Exercise objective:
The response should be the complete listing below, unchanged.

Exercise materials:

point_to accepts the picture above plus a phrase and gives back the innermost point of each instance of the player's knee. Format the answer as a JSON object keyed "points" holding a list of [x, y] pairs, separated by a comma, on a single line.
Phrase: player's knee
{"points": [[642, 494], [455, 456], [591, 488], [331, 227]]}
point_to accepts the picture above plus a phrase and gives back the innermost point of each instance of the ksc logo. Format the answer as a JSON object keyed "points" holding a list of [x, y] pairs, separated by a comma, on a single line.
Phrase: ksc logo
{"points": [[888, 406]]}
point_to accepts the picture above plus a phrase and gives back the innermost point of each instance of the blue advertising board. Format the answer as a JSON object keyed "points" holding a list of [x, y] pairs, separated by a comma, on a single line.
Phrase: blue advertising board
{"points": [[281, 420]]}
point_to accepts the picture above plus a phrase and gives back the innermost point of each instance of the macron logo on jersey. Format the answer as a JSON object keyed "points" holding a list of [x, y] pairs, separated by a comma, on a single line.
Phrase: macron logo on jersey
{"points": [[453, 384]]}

Result below:
point_to accepts the picture above plus a phrase and gives back the innermost point of each instance of the player's knee. Format the answer as a JSON object keyed "points" holding a list of [x, y] pairs, separated by a comma, on a single line.
Phrase: player's knee
{"points": [[642, 494], [455, 456], [591, 488], [331, 227]]}
point_to accepts the picture above plus a phrase and gives back the innermost point of each instance of the ksc logo. Format the answer as a JSON object keyed "points" holding a list of [x, y] pairs, separated by a comma, on a single line.
Phrase: ksc logo
{"points": [[888, 406]]}
point_to accepts the picture above plus a phrase and gives back the innermost point of each instance of the blue advertising board. Format the answer as a JSON object keyed "points" holding a list of [x, y] pairs, separated by a comma, on a single line.
Phrase: blue advertising board
{"points": [[281, 420]]}
point_to accepts the picture above plus a phrase and gives back the innermost point of each instance of the macron logo on jersey. Format the answer as a JSON object keyed "points" holding a list of [x, y] pairs, separated by a comma, on a single line.
Phrase: macron logo on jersey
{"points": [[453, 384]]}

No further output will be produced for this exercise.